● **Vorliegender Text**
>>>>

Der Kommunikationsdynamik wird eine ganz zentrale Bedeutung beigemessen. Laut John Gottman hat das Verhältnis zwischen Lob und Kritik einen ganz wesentlichen Einfluss auf die Überlebensdauer einer Ehe. Ideal sei es, wenn auf eine kritische Äußerung fünf Komplimente folgten. Auch für Guy Bodenmann spielt die Kommunikation die wesentliche Rolle, weil die Scheidungswahrscheinlichkeit erheblich steige, wenn Paare rücksichtslos miteinander reden, sich regelmäßig gegenseitig provozieren oder ständig destruktive Kritik aneinander üben. Laut Bodenmann sind „heute eindeutige Risikofaktoren für eine negative Entwicklung der Partnerschaft und Scheidung bekannt". Und Bodenmann weiter in einem Artikel aus der „Psychologischen Rundschau": „Entgegen der in der Bevölkerung vertretenen Meinung, dass es sich dabei um Attraktivität, Status und so weiter handelt, zeigt die Forschung, dass vor allem emotionale Labilität (Neurotizismus) und ein Mangel an Kompetenzen bezüglich Kommunikation und Stressbewältigung prädiktive Bedeutung haben." Weitere in Psychologenkreisen allgemein anerkannte Scheidungsrisikofaktoren sind beispielsweise Termindruck, Freizeitstress, Nichtübereinstimmung in Moral- oder Rollenvorstellungen, zu starke Persönlichkeitsunterschiede oder familiäre Altlasten als Abkömmlinge von Scheidungseltern.
Dass auch Charaktereigenschaften entscheidend dafür verantwortlich sind, dass das in freudiger Erwartung gegebene Jawort nicht eingehalten werden kann, hat jüngst auch eine Studie der beiden Soziologen Diederik Boertien und Dimitri Mortelsmann deutlich bewiesen. Die beiden hatten kürzlich ihre aus vergleichenden, in Deutschland, Großbritannien und dem flämischen Teil Belgiens erhobenen Daten gewonnenen Befunde im Fachjournal „Acta Sociologica" veröffentlicht.

<<<<

● **Ziel A**
Übertrage den Teil der Einträge, der mit der Zeile beginnt, die „Q: Point to every instance of the fence" enthält, und bis zum Ende der Einträge reicht, in eine nummerierte Liste. Beide Enden gehören dazu, Leerzeilen lässt du weg.
Der Text und die Einträge haben inhaltlich nichts miteinander zu tun.

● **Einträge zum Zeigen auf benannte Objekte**
>>>>

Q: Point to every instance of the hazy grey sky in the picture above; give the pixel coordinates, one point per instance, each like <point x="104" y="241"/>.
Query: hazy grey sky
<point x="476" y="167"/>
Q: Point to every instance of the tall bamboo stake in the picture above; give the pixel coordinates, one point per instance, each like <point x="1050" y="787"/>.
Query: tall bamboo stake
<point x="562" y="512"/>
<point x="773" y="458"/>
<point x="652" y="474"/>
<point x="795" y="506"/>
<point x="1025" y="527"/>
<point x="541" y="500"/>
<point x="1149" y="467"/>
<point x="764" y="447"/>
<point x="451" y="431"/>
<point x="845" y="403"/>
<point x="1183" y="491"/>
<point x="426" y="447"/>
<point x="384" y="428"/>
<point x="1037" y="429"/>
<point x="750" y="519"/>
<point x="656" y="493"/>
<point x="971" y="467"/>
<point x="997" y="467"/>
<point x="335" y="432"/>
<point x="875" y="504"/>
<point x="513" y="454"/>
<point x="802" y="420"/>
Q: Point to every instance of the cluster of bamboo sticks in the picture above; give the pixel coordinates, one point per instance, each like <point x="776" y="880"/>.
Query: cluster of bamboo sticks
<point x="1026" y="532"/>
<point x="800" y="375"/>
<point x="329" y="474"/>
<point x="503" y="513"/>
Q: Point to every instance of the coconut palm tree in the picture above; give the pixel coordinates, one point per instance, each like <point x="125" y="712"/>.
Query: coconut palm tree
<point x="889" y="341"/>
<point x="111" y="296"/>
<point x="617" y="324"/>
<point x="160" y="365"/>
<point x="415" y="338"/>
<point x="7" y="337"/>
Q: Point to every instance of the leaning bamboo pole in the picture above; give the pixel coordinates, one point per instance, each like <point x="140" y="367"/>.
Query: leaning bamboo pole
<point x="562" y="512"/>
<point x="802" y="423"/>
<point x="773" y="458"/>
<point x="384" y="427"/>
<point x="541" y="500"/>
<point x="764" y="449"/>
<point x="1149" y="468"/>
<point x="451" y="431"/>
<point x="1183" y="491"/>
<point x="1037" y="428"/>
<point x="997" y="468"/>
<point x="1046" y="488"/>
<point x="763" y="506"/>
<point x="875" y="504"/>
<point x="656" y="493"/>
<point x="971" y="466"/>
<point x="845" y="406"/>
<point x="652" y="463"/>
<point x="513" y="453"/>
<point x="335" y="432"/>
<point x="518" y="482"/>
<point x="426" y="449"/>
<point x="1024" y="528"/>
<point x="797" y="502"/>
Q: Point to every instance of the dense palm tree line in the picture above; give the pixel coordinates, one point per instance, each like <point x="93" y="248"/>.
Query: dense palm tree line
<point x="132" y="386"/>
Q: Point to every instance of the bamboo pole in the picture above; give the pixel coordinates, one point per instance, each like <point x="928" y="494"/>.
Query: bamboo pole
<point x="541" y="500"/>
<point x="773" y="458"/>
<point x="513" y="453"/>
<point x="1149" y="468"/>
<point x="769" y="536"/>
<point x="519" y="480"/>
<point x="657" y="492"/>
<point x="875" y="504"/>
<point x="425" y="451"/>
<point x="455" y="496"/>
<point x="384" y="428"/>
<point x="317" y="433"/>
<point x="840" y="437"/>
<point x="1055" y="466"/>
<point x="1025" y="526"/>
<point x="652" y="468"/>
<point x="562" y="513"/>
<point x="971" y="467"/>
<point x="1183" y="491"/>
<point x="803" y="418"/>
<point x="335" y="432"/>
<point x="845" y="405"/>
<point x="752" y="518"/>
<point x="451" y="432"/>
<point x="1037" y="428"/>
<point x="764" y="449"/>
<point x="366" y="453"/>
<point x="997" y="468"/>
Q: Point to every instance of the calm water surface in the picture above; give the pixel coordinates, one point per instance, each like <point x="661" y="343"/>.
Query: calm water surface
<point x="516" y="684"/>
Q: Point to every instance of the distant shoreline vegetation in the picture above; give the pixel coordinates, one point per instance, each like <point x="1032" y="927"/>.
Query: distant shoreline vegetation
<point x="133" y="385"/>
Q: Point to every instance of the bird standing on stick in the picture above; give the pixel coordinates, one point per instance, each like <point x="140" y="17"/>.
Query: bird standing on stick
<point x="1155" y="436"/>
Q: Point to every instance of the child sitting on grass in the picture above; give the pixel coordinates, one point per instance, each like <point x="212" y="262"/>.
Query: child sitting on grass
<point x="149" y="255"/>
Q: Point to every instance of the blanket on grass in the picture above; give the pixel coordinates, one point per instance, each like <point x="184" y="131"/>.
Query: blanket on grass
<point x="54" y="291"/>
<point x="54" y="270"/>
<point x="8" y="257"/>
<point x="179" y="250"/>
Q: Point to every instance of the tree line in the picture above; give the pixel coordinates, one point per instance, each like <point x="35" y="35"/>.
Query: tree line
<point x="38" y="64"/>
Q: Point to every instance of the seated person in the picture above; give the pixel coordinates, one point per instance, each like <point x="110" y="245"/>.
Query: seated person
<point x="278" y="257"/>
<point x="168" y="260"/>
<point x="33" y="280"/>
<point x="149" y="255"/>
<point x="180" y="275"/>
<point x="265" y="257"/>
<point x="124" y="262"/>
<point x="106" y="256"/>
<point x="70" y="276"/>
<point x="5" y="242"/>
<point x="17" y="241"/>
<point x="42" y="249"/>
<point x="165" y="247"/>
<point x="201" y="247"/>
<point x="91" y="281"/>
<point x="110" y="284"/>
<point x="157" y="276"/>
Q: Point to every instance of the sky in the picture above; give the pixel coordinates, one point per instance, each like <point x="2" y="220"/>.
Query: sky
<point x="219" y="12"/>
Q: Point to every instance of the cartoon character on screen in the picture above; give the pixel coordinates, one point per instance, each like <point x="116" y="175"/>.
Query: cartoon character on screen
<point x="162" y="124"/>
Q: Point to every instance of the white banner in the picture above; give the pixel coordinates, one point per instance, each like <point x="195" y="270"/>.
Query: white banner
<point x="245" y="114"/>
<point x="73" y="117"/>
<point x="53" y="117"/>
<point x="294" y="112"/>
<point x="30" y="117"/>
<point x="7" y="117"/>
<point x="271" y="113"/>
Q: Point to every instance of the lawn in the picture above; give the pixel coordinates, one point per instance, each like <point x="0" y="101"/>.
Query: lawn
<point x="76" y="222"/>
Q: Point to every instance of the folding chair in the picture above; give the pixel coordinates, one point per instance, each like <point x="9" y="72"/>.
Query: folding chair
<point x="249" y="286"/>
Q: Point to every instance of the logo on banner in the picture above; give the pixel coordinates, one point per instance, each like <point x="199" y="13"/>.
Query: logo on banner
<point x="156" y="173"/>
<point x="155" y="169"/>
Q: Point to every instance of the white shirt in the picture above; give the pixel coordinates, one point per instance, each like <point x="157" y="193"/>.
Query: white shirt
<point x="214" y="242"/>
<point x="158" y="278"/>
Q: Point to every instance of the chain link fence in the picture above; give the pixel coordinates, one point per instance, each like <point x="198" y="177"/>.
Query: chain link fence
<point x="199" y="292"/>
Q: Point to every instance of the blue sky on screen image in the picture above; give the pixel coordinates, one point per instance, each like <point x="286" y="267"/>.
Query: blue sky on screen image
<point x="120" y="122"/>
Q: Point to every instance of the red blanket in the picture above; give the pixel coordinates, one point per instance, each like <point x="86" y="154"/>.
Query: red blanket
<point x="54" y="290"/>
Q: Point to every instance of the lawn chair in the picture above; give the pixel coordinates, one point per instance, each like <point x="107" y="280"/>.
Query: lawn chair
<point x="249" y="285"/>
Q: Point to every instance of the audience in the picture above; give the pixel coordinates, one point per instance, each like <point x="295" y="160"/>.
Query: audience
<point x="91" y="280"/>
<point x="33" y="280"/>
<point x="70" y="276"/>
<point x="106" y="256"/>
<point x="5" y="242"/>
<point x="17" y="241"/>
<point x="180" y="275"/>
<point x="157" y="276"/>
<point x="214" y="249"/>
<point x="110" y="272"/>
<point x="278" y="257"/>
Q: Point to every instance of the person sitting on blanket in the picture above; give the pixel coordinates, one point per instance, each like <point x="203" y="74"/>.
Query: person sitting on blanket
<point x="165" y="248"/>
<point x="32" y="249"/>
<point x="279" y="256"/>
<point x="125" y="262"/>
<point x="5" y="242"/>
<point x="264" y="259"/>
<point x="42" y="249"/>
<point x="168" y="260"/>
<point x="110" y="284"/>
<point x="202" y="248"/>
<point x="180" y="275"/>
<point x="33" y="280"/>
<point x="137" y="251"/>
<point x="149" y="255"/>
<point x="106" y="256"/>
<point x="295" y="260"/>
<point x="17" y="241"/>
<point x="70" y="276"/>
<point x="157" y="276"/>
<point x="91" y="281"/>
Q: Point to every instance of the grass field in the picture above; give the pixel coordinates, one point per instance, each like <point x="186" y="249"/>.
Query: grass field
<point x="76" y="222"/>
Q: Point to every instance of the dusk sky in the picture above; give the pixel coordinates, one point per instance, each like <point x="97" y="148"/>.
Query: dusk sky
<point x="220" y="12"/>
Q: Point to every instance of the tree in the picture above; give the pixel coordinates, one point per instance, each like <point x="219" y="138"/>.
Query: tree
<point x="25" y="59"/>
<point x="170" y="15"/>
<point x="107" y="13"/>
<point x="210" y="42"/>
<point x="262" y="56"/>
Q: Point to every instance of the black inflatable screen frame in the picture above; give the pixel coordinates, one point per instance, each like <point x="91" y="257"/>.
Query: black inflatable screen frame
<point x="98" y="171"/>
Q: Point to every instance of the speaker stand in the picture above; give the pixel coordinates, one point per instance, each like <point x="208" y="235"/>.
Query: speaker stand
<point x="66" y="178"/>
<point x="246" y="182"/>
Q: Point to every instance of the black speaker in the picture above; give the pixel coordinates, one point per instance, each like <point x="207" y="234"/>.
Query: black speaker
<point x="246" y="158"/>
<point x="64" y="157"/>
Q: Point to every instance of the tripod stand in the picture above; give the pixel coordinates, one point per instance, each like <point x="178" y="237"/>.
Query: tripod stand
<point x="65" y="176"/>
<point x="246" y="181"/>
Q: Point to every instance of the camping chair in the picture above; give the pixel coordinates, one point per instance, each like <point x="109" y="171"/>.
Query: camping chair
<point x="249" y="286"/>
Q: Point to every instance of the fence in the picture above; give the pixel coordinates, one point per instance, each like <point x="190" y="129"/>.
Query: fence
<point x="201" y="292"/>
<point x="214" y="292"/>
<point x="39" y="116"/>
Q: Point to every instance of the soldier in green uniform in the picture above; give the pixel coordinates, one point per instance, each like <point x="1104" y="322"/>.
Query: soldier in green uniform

<<<<

● **Ziel B**
In welchem Fachjournal haben Diederik Boertien und Dimitri Mortelsmann laut dem Text über Scheidungsrisiken ihre Befunde veröffentlicht?

● **Vollständige Antwort A**
1. Q: Point to every instance of the fence in the picture above; give the pixel coordinates, one point per instance, each like <point x="190" y="129"/>.
2. Query: fence
3. <point x="201" y="292"/>
4. <point x="214" y="292"/>
5. <point x="39" y="116"/>
6. Q: Point to every instance of the soldier in green uniform in the picture above; give the pixel coordinates, one point per instance, each like <point x="1104" y="322"/>.
7. Query: soldier in green uniform

● **Vollständige Antwort B**
Sie haben ihre Befunde im Fachjournal „Acta Sociologica" veröffentlicht.